### Brief:
The reply should hold only the lines from the one with "Where can the ceiling" through the end of the data, each given exactly.

== Information supplied

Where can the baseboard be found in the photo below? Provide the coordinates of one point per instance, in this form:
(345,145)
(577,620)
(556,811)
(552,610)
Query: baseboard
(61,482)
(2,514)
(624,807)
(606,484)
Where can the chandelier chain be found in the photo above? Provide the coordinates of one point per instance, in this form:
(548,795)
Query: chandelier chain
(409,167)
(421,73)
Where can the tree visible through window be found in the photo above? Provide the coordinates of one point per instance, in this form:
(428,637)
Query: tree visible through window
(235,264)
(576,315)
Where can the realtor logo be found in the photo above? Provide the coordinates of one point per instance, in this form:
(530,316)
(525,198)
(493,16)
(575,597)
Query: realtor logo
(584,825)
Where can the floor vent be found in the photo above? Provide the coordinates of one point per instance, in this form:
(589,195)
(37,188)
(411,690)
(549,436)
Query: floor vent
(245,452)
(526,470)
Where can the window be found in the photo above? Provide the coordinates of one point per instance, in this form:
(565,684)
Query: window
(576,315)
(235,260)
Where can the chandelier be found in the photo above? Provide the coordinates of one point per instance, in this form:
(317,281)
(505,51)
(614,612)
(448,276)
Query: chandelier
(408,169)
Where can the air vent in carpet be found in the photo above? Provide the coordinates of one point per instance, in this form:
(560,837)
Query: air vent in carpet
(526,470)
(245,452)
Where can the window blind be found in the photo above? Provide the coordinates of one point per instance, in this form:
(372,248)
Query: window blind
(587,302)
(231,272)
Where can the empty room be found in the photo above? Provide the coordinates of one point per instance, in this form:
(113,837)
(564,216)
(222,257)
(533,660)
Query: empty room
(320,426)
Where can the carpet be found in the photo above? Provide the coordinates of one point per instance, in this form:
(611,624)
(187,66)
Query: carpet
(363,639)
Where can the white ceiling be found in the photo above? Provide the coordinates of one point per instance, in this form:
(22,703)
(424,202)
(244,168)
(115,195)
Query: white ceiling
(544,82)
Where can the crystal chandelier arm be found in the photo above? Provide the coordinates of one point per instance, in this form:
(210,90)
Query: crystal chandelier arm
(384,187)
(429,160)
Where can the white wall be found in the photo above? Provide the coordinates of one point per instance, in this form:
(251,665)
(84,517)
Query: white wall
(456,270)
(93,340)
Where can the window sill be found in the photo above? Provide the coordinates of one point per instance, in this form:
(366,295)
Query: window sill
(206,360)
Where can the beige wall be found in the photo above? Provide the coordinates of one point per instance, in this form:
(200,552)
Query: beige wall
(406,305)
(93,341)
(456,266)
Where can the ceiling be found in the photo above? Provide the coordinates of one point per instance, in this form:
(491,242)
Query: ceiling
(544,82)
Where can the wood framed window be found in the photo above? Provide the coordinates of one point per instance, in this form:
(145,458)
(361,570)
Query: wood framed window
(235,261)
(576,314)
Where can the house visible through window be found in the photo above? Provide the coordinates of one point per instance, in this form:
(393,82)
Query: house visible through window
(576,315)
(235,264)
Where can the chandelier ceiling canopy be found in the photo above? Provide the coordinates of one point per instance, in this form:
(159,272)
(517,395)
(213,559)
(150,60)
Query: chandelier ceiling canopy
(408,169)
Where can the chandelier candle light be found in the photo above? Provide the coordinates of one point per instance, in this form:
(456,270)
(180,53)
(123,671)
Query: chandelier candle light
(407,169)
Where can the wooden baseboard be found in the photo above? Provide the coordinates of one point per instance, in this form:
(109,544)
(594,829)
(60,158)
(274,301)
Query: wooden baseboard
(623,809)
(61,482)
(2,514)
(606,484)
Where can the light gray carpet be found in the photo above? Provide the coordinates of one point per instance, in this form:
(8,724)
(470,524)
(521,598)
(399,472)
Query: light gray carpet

====

### Solved problem:
Where can the ceiling be found in the photo above? Provide the coordinates of one point per instance, in this form:
(491,242)
Query: ceiling
(544,82)
Where can the wood framed window be found in the photo above? Provide the coordinates of one point per instance, in this form:
(145,458)
(361,570)
Query: wood framed window
(235,261)
(576,314)
Where can the house visible through window be found in the photo above? Provide the coordinates of one point per instance, in this form:
(393,82)
Query: house visible through window
(576,315)
(235,264)
Where can the chandelier ceiling canopy be found in the photo above? Provide the coordinates of one point per instance, in this form:
(159,272)
(517,395)
(213,559)
(150,60)
Query: chandelier ceiling canopy
(408,169)
Where can the chandelier candle light be found in the photo above? Provide the coordinates of one point per instance, in this form:
(456,270)
(180,53)
(123,671)
Query: chandelier candle light
(407,169)
Where can the wooden baseboard be found in the photo above? Provide the coordinates of one point per instance, in this form:
(109,544)
(594,829)
(60,158)
(274,301)
Query: wooden baseboard
(623,809)
(61,482)
(2,514)
(606,484)
Where can the light gray carpet be found in the photo above? Provide the coordinates of one point per instance, in this form:
(8,724)
(470,524)
(521,598)
(399,472)
Query: light gray carpet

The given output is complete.